(WHAT THE TASK ASKS) Find every line below with the string "young" and pick it out.

——————————

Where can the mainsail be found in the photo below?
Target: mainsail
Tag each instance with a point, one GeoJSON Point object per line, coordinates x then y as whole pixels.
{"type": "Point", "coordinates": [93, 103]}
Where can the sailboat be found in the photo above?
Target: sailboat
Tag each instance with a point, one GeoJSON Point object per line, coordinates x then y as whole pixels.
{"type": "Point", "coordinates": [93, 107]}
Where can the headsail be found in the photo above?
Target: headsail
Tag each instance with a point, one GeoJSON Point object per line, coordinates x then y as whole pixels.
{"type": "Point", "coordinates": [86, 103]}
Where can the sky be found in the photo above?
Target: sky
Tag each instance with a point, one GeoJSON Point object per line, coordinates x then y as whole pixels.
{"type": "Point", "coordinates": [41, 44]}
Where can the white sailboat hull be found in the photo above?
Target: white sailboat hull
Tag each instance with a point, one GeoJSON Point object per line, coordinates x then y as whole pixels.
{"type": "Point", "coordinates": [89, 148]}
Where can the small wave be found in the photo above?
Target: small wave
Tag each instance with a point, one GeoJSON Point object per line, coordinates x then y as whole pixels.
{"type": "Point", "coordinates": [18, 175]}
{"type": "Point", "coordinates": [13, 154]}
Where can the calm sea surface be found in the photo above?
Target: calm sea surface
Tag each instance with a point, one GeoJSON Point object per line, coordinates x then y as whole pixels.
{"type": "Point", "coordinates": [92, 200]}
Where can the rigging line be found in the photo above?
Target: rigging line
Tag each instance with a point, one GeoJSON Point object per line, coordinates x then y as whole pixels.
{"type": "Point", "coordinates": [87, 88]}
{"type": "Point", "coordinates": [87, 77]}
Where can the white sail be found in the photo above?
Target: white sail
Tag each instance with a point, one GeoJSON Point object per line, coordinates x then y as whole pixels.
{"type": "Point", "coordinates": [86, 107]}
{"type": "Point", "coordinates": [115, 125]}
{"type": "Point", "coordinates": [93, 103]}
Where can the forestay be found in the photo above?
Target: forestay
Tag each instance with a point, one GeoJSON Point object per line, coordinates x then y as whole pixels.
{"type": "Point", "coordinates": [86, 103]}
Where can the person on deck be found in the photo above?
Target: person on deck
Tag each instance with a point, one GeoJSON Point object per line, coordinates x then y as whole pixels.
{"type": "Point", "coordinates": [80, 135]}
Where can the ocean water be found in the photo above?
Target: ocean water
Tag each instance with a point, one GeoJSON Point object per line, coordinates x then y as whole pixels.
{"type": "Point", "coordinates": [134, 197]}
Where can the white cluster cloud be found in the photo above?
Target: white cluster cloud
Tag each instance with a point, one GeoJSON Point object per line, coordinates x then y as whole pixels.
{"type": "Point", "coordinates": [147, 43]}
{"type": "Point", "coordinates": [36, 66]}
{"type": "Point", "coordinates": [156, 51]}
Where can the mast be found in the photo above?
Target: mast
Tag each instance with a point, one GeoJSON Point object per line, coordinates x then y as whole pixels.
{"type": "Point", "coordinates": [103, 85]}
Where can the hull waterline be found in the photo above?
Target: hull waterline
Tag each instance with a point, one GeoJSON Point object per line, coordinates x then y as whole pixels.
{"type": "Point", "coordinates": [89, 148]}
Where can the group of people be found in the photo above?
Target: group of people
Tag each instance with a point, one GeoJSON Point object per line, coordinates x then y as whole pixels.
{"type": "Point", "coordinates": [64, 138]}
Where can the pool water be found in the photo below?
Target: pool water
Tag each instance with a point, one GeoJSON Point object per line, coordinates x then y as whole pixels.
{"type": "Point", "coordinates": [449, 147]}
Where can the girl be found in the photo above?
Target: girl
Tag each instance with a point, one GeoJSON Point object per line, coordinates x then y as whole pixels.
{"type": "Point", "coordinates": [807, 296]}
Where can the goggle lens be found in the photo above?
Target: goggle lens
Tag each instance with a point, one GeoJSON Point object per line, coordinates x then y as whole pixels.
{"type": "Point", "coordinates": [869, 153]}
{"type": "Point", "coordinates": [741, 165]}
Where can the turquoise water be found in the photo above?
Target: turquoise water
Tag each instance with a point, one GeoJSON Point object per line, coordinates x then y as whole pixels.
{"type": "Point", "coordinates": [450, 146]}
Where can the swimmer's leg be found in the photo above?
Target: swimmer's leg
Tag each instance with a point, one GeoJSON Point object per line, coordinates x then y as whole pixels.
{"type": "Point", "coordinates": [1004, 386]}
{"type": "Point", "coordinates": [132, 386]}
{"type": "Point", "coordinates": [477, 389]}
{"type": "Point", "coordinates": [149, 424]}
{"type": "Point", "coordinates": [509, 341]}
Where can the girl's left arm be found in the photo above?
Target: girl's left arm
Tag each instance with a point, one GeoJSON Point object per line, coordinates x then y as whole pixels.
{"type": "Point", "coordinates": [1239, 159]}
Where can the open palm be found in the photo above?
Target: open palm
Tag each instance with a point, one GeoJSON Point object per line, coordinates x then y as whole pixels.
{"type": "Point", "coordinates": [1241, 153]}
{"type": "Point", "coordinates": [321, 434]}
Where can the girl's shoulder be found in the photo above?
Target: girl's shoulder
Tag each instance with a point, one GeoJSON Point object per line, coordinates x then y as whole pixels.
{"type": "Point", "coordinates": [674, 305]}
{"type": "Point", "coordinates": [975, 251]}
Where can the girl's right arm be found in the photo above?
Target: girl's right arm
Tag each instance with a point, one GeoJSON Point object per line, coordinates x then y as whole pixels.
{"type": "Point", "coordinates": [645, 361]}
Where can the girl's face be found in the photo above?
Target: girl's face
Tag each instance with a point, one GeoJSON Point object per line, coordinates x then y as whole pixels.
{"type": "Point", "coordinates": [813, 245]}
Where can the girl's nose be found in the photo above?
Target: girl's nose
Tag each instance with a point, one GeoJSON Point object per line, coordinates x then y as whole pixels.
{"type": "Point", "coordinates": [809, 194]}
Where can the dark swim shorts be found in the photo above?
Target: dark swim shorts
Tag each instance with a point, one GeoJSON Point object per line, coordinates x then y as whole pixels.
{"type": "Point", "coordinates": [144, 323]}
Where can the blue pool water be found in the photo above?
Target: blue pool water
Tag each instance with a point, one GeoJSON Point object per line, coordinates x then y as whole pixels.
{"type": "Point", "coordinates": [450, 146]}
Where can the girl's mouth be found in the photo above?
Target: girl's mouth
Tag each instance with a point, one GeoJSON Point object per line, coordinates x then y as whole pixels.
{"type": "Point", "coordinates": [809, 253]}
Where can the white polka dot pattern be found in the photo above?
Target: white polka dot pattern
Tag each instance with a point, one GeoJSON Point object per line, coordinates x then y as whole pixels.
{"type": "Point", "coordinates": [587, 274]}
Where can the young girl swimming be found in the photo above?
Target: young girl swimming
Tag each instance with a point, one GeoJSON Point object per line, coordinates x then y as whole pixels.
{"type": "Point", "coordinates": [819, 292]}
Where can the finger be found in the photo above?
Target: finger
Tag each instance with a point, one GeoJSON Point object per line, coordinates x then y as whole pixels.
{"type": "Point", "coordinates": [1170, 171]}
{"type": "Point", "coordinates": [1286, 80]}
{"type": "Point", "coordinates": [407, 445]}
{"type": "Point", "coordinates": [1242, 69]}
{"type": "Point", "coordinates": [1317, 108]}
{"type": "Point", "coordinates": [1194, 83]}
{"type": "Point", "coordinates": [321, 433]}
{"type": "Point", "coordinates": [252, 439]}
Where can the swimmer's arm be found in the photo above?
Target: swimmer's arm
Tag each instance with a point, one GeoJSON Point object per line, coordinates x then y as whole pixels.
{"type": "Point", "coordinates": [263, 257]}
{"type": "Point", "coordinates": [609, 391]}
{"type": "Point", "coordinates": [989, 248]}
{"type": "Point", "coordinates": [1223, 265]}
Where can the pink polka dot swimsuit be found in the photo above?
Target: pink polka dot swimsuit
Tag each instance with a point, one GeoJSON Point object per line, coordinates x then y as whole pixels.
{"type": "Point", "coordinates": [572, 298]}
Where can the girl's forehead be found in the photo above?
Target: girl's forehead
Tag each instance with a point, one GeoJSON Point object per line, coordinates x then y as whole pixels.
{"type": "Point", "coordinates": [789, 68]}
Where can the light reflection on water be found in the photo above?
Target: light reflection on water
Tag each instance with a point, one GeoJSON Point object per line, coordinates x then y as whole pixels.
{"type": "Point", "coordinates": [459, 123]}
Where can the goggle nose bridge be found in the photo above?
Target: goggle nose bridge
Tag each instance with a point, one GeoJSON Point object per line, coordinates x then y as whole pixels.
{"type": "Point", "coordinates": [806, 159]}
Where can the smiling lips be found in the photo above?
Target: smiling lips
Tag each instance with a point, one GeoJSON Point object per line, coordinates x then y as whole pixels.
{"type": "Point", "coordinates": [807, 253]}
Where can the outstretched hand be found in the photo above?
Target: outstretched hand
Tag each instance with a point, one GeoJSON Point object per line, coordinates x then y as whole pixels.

——————————

(RESULT)
Where can the young girl swimming be found in the photo above?
Target: young girl swimming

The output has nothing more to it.